== Passage given ==
━━━━━━━━━━━━━━━━━━━━
For this blog post on War Horse actor and horse puppeteer Ariel Heller, I was all set to celebrate his teenage career in archery - to tell you that from the ages of 10 to 18 he won 10 national championships in that sport, and that, in 2000, at the age of 16, he won a gold medal at the outdoor world championships in France. But then he mentioned go-cart racing.

"I had gotten interested in archery at the age of 8," Heller told me the other evening, as we sat amidst the restful grove of trees, in front of LCT's plaza level, that I've always thought could serve as a setting for a roving-band production of Abridged Chekhov. "My father shot recreationally, and my brother Caleb and I started to take up the sport. That didn't last long, however, because go-carts came into our lives." 

As I was conjuring up images of young lads in New Hampshire - Heller grew up near the town of Wilton - putt-putting down bucolic small-town streets behind the wheels of harmless soap-box specials, I asked Heller how fast the vehicles could travel. "Up to 45 miles per hour," he replied.
━━━━━━━━━━━━━━━━━━━━
== Dataset extract ==
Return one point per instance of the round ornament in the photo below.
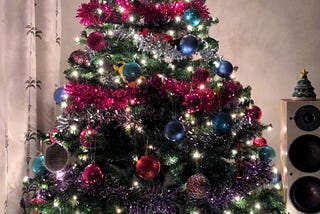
━━━━━━━━━━━━━━━━━━━━
== What is asked ==
**A.** In the blog post on Ariel Heller, what top speed did Heller give for the go-carts?
**B.** Edit the blog post on Ariel Heller: write out the stretch from "For this blog" through "mentioned go-cart racing.", swapping "France" for "Italy".
Answer from the blog post on Ariel Heller alone, not from the data.

== Full answers ==
**A.** Up to 45 miles per hour.

**B.**
For this blog post on War Horse actor and horse puppeteer Ariel Heller, I was all set to celebrate his teenage career in archery - to tell you that from the ages of 10 to 18 he won 10 national championships in that sport, and that, in 2000, at the age of 16, he won a gold medal at the outdoor world championships in Italy. But then he mentioned go-cart racing.